### Recorded data ###

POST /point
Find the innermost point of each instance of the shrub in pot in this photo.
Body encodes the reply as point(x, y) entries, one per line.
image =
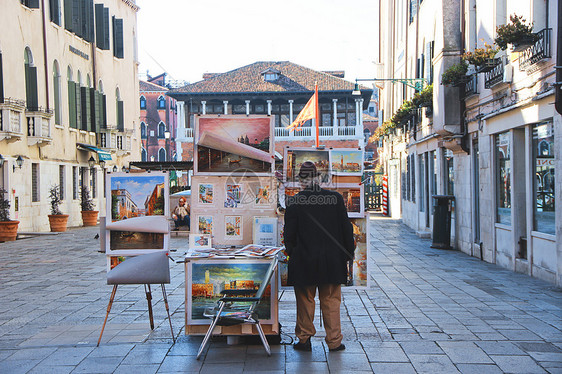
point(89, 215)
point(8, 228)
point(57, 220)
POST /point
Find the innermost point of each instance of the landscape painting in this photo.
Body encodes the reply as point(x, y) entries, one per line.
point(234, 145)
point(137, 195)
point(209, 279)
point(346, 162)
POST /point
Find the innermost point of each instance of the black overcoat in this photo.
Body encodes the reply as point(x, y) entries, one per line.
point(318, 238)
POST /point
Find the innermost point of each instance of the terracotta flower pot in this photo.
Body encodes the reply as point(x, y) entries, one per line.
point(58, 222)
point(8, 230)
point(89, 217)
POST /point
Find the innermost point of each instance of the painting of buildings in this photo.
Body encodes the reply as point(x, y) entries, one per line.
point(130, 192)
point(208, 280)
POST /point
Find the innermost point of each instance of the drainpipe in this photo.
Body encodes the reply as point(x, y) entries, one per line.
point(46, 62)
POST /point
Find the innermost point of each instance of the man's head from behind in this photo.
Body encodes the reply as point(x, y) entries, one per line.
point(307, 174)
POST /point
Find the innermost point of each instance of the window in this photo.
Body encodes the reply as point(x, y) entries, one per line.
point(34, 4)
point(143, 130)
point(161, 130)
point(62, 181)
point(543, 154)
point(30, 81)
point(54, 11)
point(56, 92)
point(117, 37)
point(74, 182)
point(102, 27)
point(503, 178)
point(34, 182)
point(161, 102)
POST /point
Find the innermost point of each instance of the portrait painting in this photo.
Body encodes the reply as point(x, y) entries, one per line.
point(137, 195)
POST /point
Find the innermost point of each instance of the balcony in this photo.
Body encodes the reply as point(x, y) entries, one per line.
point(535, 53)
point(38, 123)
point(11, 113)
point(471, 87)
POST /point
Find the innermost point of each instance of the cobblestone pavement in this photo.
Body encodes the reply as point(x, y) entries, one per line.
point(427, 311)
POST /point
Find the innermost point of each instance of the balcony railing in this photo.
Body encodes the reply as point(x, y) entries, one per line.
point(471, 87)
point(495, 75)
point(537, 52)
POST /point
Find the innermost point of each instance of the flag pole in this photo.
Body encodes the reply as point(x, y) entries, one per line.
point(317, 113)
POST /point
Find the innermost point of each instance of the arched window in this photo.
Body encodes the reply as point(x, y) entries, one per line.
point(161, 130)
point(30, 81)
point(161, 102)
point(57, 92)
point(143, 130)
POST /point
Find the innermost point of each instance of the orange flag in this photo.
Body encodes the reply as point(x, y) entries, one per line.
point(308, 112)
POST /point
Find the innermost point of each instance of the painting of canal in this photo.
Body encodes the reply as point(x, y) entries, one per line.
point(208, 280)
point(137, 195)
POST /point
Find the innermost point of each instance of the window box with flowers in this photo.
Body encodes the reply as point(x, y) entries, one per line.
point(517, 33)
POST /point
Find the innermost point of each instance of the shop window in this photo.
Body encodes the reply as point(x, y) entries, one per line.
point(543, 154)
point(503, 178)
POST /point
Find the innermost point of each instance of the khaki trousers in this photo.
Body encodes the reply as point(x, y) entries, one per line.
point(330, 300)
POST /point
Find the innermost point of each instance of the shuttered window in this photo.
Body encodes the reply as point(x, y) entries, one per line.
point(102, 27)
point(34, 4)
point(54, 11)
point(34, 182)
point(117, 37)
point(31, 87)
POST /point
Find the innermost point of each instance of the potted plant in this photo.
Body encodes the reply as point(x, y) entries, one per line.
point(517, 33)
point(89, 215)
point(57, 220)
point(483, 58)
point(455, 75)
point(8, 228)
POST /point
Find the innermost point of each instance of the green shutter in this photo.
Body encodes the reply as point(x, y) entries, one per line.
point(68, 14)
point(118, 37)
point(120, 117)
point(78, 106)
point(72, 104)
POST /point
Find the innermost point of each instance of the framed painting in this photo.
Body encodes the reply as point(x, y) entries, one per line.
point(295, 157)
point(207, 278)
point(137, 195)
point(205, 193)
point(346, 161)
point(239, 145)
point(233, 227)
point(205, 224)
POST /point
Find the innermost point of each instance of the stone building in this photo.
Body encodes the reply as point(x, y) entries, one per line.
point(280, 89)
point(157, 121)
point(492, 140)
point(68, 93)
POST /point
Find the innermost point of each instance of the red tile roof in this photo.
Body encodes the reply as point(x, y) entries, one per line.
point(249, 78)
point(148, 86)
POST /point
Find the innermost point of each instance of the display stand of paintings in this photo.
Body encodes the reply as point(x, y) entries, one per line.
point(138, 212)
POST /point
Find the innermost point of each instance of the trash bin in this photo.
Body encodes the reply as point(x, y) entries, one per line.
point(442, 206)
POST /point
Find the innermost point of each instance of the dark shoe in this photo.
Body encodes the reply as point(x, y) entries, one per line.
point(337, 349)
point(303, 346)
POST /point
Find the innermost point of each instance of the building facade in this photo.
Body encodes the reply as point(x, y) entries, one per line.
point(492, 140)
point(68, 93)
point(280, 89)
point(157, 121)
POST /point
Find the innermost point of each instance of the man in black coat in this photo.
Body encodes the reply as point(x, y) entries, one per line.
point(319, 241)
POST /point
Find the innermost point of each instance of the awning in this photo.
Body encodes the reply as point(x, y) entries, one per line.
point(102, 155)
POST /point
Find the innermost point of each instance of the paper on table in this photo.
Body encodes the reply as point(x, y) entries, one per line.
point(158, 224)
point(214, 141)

###

# Task item
Strip out the pictures and repeat the listing above exactly.

# The answer
POST /point
Find the innermost point of each instance of the shrub in pot in this photo.
Body encodes the reply as point(x, y) entries, one per line.
image =
point(89, 215)
point(8, 228)
point(57, 220)
POST /point
Find the innermost point of each instance of the landscape painting in this photo.
Body encodes the reply as point(x, y) entries, one per line.
point(234, 145)
point(137, 195)
point(209, 279)
point(346, 162)
POST /point
Find the innermost point of each instance of the black overcoat in this photo.
Body encodes the reply as point(x, y) entries, one per line.
point(318, 238)
POST /point
Find the innermost point of each instance of the terracotta flower pot in this photo.
Body encodes the reply as point(x, y) entries, one per line.
point(58, 222)
point(8, 230)
point(89, 217)
POST /point
Find the innermost point of each instance of the painting of buildings in this photo.
Body encodes the reply as point(x, y) entries, one per line.
point(130, 192)
point(208, 280)
POST /point
Find the innermost point of each instance of the drainpipe in this photo.
Body encodes the reply as point(x, y) entries, one per line.
point(46, 62)
POST /point
Find the innermost point of each instance of the man's head from behind in this photo.
Body encodes the reply as point(x, y) entries, one per line.
point(307, 174)
POST /point
Find the innermost point of each instance of the window in this photo.
Body encodes the reply as point(x, y) entries, one per line.
point(34, 4)
point(143, 130)
point(161, 130)
point(62, 181)
point(543, 154)
point(30, 81)
point(54, 11)
point(56, 92)
point(117, 37)
point(74, 182)
point(102, 27)
point(503, 178)
point(34, 182)
point(161, 102)
POST /point
Find the innermost point of each instance of the portrait painting in this photo.
Body encodes the reply as point(x, y) entries, one per line.
point(137, 195)
POST /point
Find the innermost point of each instance of the balcony in this photo.
Body encodes the reply as point(x, y) entries, one per line.
point(535, 53)
point(38, 123)
point(11, 113)
point(471, 87)
POST /point
Find the innermost point of each instance of the cobblestone pavement in this photo.
Body encodes the reply as point(x, y) entries, one per line.
point(427, 311)
POST /point
Find the innermost point of each instance of the balcony railing in this photo.
Body encodes the reply as point(x, y) entries, one per line.
point(471, 87)
point(495, 75)
point(537, 52)
POST /point
Find the innermost point of each instance of the flag pole in this photo.
Body encodes the reply as point(x, y) entries, one per line.
point(317, 113)
POST /point
Find the innermost point of each instance of the arched window in this photo.
Body encodes the reply as point(x, y) entries, one per line.
point(161, 130)
point(30, 81)
point(161, 102)
point(57, 92)
point(143, 130)
POST /point
Find the innermost point of each instance of the orange flag in this photo.
Body encodes the reply as point(x, y) entries, one per line.
point(308, 112)
POST /point
Find the innermost point of each instance of the painting of canal in this photo.
Body encodes the reply as point(x, y) entries, one per line.
point(208, 280)
point(137, 195)
POST /point
Find the innermost point of each instance of the window box with flowers in this photo.
Body encodes the reply as point(x, y) entries, one per line.
point(517, 33)
POST /point
Find the innermost point of each instance of the shop window in this photo.
Body encodes the reply as point(x, y) entries, one per line.
point(543, 154)
point(503, 178)
POST /point
Find the innermost point of each instance of the khaki trousers in this photo.
Body encodes the reply as point(x, y) entries, one per line.
point(330, 300)
POST /point
Find the innermost point of each instance of the shuttered window in this photo.
Body encodes the reply as point(x, y) entries, one per line.
point(102, 27)
point(34, 4)
point(54, 11)
point(34, 182)
point(117, 37)
point(31, 87)
POST /point
Find the innermost point of each instance of the potted plant in this photo.
Body encodes the reply as point(x, y) entries, one per line.
point(517, 33)
point(89, 215)
point(57, 220)
point(483, 58)
point(455, 75)
point(8, 228)
POST /point
Find the innermost point of each instance of the green shutter in this photo.
Body encodes the reply as point(x, y) entries, one per line.
point(68, 14)
point(118, 37)
point(120, 117)
point(78, 106)
point(72, 104)
POST /point
Find the innermost point of each instance of the framed painting in this photo.
Body encodes the reply as point(x, y) entries, one per line.
point(295, 157)
point(207, 278)
point(137, 195)
point(205, 193)
point(346, 161)
point(239, 145)
point(233, 227)
point(205, 224)
POST /point
Find the innermost point of each instance of the stone building in this photo.
Body encodes the reply as point(x, y) entries, one per line.
point(280, 89)
point(157, 121)
point(492, 140)
point(68, 93)
POST /point
Find the innermost point of each instance of the red tile roof in this photo.
Body encodes the reply as point(x, y) entries, one per line.
point(249, 78)
point(148, 86)
POST /point
Find the innermost point of each instance of the display stand of paintings in this photo.
Body encodes the reply as point(x, y) entries, one per line.
point(138, 212)
POST /point
Find the innermost point of each instance of the trash bin in this photo.
Body encodes the reply as point(x, y) entries, one per line.
point(442, 206)
POST /point
Find the innermost point of each instance of the dark shoe in this photo.
Body encodes the reply as point(x, y) entries, one per line.
point(337, 349)
point(303, 346)
POST /point
Find the innermost point of each instance of the building facade in this photo.
Body encodes the reply as point(x, y) entries, one per line.
point(492, 140)
point(68, 93)
point(280, 89)
point(157, 121)
POST /point
Find the innermost point of each instance of the man in black coat in this photo.
Body encodes the reply as point(x, y) entries, one per line.
point(319, 241)
POST /point
Find the innermost point of each instance of the awning in this photo.
Body encodes the reply as point(x, y) entries, one per line.
point(102, 155)
POST /point
Find the innermost point of each instance of the paper on table in this photo.
Body encodes the reply as point(x, y) entries, one per line.
point(158, 224)
point(214, 141)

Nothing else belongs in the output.